Find every line below that contains the string "meadow" and copy each one in full. Case counts.

_Exercise input_:
----------

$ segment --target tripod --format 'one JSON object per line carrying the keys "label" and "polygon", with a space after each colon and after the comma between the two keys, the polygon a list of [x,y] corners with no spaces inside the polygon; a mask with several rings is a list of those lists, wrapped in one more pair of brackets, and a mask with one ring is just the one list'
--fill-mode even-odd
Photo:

----------

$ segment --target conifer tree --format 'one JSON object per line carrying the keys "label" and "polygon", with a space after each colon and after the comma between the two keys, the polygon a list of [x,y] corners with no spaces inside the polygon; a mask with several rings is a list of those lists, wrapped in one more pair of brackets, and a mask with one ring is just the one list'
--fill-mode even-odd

----------

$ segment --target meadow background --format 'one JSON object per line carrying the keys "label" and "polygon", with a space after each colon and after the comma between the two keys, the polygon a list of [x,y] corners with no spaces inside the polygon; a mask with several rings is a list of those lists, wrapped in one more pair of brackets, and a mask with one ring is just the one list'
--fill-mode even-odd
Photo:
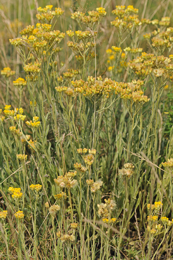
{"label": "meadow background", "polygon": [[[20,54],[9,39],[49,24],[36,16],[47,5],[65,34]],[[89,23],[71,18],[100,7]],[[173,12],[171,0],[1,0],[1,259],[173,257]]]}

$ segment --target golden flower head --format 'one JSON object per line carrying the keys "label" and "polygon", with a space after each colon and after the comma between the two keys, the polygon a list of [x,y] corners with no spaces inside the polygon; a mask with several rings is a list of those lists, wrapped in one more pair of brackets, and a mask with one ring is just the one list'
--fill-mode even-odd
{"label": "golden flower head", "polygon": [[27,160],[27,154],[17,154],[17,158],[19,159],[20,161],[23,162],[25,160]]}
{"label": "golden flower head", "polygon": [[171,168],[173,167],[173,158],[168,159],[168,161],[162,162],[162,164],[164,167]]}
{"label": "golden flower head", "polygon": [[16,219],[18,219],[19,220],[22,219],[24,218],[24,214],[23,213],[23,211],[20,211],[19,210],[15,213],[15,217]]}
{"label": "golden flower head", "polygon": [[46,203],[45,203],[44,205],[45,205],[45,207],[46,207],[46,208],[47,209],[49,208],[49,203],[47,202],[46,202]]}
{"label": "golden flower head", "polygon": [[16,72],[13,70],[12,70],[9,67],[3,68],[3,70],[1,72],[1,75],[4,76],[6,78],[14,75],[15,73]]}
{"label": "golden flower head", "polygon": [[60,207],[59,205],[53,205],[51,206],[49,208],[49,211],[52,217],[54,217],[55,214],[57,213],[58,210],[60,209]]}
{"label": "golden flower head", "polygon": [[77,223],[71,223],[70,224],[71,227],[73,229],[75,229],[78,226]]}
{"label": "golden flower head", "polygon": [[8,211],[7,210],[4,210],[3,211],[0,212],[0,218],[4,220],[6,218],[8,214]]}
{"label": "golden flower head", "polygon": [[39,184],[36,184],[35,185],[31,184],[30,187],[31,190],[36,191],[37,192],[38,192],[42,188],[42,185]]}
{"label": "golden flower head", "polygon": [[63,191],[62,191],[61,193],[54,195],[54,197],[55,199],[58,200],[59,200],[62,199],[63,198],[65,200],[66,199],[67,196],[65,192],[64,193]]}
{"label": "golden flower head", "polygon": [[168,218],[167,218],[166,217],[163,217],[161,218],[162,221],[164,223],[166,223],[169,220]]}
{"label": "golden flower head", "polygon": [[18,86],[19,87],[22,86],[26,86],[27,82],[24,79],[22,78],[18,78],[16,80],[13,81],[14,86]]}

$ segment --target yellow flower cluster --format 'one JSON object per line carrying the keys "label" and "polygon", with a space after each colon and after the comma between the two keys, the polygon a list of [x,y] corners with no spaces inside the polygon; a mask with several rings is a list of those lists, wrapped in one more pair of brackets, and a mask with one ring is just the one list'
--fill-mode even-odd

----------

_Written solution_:
$ segment --target meadow background --format 'one JSON object per line carrying the keys "label" and "polygon", with a space after each colon and after the comma between the two keys, the polygon a list of [x,y] corners with no spaces inside the polygon; a mask with several rings is a list of those lists, wrapped in one more pair of brackets, and a mask with one ring is just the one list'
{"label": "meadow background", "polygon": [[[20,54],[9,39],[49,24],[36,16],[47,5],[65,34]],[[89,23],[71,18],[100,7]],[[173,12],[171,0],[1,0],[1,259],[173,257]]]}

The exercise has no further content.